#### [Compito scritto]
Prosegui il brano sulle prime conferenze stampa di Mourinho, Sarri e Conte nei nuovi club, riprendendo subito dopo la sua ultima frase.

#### [Brano scelto]
++++++++

Analogie, che si ripercorrono se si va oltre la forma. Perché se siamo ormai abituati a vedere i due italiani sulla panchina di Juventus e Inter, ci si abituerà anche a Mourinho in veste Spurs. Quel che li accomuna, però, non è tanto la scelta, quanto la gestione della stessa in sala stampa, il giorno della presentazione. Oggi è toccato a José, che come Sarri e Conte ha deposto l'ascia di guerra degli anni giovanili (cioè, fino ad un anno fa allo United) per mostrarsi al pubblico come una persona posata, dentro i ranghi. Fa già sorridere così, ma se ripensiamo agli istrionici caratteri dei tre, riguardare il loro primo giorno nei nuovi club racconta una cruda verità: l'imbarazzo, la timidezza - che si trasformano in accortezza - colpisce anche loro.

++++++++

#### [Dati forniti]
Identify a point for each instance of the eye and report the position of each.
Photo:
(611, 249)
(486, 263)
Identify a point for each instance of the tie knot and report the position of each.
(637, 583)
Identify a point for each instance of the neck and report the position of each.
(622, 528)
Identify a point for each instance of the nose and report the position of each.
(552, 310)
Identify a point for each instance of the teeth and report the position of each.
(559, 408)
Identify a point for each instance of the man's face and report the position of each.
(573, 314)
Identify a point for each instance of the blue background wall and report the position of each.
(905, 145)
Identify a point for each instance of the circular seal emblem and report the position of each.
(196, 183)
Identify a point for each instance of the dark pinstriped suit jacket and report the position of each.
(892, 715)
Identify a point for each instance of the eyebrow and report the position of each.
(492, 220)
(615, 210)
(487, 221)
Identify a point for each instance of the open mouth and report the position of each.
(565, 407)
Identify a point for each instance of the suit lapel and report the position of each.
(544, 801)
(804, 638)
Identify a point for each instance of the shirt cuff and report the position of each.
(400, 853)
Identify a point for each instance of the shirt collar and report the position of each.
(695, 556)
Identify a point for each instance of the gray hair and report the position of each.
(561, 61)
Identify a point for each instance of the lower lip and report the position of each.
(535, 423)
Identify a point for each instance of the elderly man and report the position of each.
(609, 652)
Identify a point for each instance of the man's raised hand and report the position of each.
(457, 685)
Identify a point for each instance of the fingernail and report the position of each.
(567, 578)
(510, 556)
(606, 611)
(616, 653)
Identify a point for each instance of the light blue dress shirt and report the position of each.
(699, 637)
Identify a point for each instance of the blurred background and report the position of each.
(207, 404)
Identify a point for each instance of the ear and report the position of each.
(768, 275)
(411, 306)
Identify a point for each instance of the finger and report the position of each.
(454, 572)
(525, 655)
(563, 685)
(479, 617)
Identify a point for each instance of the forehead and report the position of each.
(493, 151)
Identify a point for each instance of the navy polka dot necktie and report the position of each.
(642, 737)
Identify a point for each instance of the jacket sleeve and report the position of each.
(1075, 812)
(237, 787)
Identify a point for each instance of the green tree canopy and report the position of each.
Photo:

++++++++

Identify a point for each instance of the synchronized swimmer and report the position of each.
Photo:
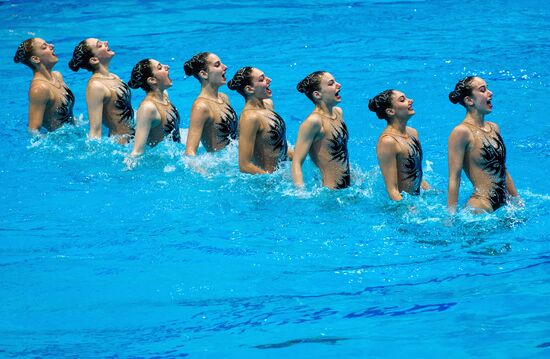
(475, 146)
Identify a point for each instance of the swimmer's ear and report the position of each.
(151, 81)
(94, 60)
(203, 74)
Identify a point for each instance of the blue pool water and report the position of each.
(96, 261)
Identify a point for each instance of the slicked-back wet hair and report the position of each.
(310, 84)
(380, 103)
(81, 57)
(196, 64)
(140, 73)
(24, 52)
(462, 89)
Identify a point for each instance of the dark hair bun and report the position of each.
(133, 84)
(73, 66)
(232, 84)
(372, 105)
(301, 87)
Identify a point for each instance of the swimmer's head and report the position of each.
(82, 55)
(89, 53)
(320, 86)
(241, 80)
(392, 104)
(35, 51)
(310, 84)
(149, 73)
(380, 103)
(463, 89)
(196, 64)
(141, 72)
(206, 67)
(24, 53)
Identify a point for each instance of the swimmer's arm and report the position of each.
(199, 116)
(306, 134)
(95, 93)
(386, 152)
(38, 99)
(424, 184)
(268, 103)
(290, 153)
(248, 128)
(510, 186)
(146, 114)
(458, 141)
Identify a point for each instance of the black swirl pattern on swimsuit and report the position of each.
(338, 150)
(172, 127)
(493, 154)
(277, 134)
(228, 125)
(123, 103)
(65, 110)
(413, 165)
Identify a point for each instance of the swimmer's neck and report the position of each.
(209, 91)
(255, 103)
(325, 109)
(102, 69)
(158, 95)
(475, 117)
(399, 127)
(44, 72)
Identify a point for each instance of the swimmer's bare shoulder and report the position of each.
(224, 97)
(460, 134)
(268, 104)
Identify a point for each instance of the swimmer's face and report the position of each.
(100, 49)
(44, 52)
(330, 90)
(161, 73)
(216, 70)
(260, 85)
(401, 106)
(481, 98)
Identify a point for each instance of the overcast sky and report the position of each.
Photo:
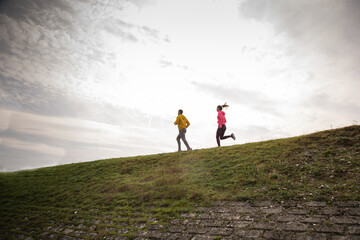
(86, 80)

++++++++

#### [Risposta all'esercizio]
Loro, che abbiamo creduto superuomini immuni dai capricci dei comuni mortali. Lui, Mourinho, che si è detto "umile", non più Special. Lui, che ha sempre fatto discutere, oggi si è messo al servizio della società ("Sono Mister Club") come un semplice magazziniere. Riflessivo e posato, come Sarri che ha rifuggito subito l'etichetta di scelta rivoluzionaria: "Non ci penso e non lo so" disse a chi gli ha chiesto alla presentazione se rappresentasse il cambiamento più drastico della sua carriera. O Conte, che messo di fronte alla doppia sfida contro la Juventus ha scelto la moderazione: "​Saranno due partite importanti, senza dimenticare che ce ne saranno altre 36". Si fa in tempo a cambiare, idea e approccio, ma la propria natura è più difficile da nascondere dietro le formalità. In attesa quindi di veder uscir fuori il vero Sarri, il vero Conte o il vero Mourinho, è giusto sottolineare come il terzetto si sia voluto scollare di dosso ogni pregiudizio, consapevoli di aver preso una scelta divisiva: non avrebbe avuto senso presentarsi da incendiari, con tanto scetticismo intorno. Avranno i loro difetti, ma non si può nascondere che l'intelligenza li accomuna. Ed è ancora un pregio, sia chiaro.